• Given exercise a
Copy these lines from the listing unchanged: begin at the line that contains "Reviewer note. Confirm that each instance of the dirt" and stop after the line that contains "<point>877,30</point>".

#lisp - Fri 4 May 2007 between 08:45 and 09:11

mgrnikodemus: you suggest to completely get rid of the wihtout-gcing?
nikodemus"make-local-alien is part of sb-alien-internals" <-- as in not part of the interface
mgrjsnell: Why worse? I would guess that it'll not make it better. but actually worse?
nikodemusmgr: without looking at the code it is a bit hard to say, but it does sound like it
Xofnikodemus: aren't you meant to use with-alien?
mgrnikodemus: but it's only called by code generated by WITH-ALIEN. It's not that matlisp directly uses make-local-alien.
nikodemusmgr: ah, ok
jsnellmgr: because it means that you'll be dropping samples if the code block inside the without-gcing takes longer than .001 seconds to execute, rather than 0.01 seconds
nikodemusXof: yes
jsnellso you might think that such a code block is only taking x% of your total execution, but it's actually taking 10*x%
mgrjsnell: in case of .01 seconds there are absolutely less samples, as I've set :loop to nil.
jsnellI'm not particularily telling you to use a higher value. I'm just saying that if you're using without-gcing, your results might be very inaccurate
but if you think that this doesn't apply to you, feel free to ignore me
mgrnikodemus: probably some more context information helps, the docstring describes what the macro containing without-gcing does: ""WITH-VECTOR-DATA-ADDRESSES (var-list &body body) Execute the body with the variables in VAR-LIST appropriately bound. VAR-LIST should be a list of pairs. The first element is the address of the desired object; the second element is the variable whose address we want. Garbage collection is also disabled while executing the body."
Xofyou're not listening
sampling with a higher frequency will lead to a more misleading result in the region covered by without-gcing
mgrjsnell: I really do not want to ignore. I'm sorry if that sounds like it. I try to understand it; probably I get something wrong.
jsnelldisable interrupts; sample; sample; enable interrupts
only one of those samples will be delivered
mgrah, okay the samples during without-gcing are really just dropped? (As you've said before..) sorry
jsnellno! only one of them will be delivered
mgrjsnell: sorry, I've written it before having read your latest lines. (probably lag)
jsnell: uhm, sorry for the direct question, but *why* is it that only one of them is delivered?

• Material for the task
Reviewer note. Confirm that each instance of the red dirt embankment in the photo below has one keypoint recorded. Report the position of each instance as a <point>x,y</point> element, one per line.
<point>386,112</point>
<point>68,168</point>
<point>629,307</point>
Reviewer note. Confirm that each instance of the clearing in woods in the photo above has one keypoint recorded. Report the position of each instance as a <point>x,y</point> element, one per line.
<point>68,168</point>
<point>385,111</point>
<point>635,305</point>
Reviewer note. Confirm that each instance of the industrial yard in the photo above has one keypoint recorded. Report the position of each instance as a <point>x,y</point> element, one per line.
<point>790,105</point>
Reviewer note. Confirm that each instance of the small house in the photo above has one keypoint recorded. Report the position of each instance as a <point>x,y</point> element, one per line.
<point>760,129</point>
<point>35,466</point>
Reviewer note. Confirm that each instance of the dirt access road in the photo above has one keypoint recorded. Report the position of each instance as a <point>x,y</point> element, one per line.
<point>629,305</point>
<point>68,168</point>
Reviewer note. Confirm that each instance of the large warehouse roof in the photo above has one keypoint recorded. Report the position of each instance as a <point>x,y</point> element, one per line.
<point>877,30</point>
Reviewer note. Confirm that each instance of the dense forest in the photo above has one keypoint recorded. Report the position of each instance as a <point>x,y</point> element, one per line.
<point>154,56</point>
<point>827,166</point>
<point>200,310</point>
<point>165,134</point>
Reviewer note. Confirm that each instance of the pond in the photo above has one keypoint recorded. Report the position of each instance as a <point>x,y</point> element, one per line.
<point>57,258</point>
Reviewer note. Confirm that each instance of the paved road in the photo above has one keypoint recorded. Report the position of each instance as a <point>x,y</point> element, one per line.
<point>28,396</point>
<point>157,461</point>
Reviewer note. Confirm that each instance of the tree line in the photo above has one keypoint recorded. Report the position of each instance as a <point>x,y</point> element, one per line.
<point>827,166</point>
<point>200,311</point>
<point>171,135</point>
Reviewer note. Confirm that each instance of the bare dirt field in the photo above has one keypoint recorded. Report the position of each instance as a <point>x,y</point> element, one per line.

• Given exercise b
In the chat log above, condense the paragraph beginning "mgrnikodemus: probably some more context" into a short bulleted list that keeps its main facts.

• Correct output a
Reviewer note. Confirm that each instance of the dirt access road in the photo above has one keypoint recorded. Report the position of each instance as a <point>x,y</point> element, one per line.
<point>629,305</point>
<point>68,168</point>
Reviewer note. Confirm that each instance of the large warehouse roof in the photo above has one keypoint recorded. Report the position of each instance as a <point>x,y</point> element, one per line.
<point>877,30</point>

• Correct output b
- More context may help; the docstring describes what the macro containing without-gcing does.
- The macro is WITH-VECTOR-DATA-ADDRESSES (var-list &body body).
- It executes the body with the variables in VAR-LIST appropriately bound.
- VAR-LIST should be a list of pairs.
- In each pair, the first element is the address of the desired object and the second is the variable whose address is wanted.
- Garbage collection is disabled while the body executes.